→ Records for processing:

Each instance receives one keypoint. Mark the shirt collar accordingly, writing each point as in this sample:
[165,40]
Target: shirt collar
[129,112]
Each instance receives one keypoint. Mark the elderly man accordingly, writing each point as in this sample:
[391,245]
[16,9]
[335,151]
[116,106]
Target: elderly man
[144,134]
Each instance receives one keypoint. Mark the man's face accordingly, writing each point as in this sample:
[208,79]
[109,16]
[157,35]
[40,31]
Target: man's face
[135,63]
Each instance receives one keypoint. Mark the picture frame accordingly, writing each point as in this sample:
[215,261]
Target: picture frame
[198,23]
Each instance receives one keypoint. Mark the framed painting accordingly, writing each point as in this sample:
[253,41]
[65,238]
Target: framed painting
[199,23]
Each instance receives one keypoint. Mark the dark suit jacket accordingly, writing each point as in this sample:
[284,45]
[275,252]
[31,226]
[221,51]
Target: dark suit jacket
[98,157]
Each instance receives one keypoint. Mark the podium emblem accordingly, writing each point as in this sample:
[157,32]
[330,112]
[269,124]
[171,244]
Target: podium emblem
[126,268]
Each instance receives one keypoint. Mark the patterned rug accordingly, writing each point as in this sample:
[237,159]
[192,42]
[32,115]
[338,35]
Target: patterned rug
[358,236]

→ Requirement: Revise the rows above so that "keypoint" becomes "landmark" wherever it occurs, and leave every other part of them unchanged.

→ The result:
Each instance receives one landmark. Mark the shirt collar accordingly, writing each point as in this sample:
[165,40]
Target: shirt collar
[129,112]
Each instance receives one landmark. Mark the elderly man accordingly, writing each point as in this sample:
[391,245]
[16,9]
[335,151]
[116,106]
Target: elderly man
[144,134]
Each instance receives one landmark. Mark the man's face accordingly, writing each point as in this sample:
[208,79]
[109,16]
[157,35]
[40,31]
Target: man's face
[135,63]
Each instance receives one landmark. Mark the picture frame accordingly, writing each point as in this sample:
[215,261]
Target: picture frame
[198,23]
Each instance receives one landmark. Mark the framed painting accordingly, writing each point as in this sample:
[253,41]
[65,238]
Target: framed painting
[199,23]
Each instance receives one landmark. Mark the dark suit jacket accordingly, writing each point as in this sample:
[284,45]
[275,252]
[31,226]
[221,51]
Target: dark suit jacket
[98,157]
Each instance receives one landmark. Mark the podium emblem accordingly, writing each point as in this sample:
[157,32]
[330,112]
[269,124]
[171,244]
Target: podium emblem
[126,268]
Each instance receives one landmark. Mark the patterned rug accordingly, writing each point as in this sample:
[237,159]
[192,42]
[32,115]
[338,35]
Target: patterned rug
[358,236]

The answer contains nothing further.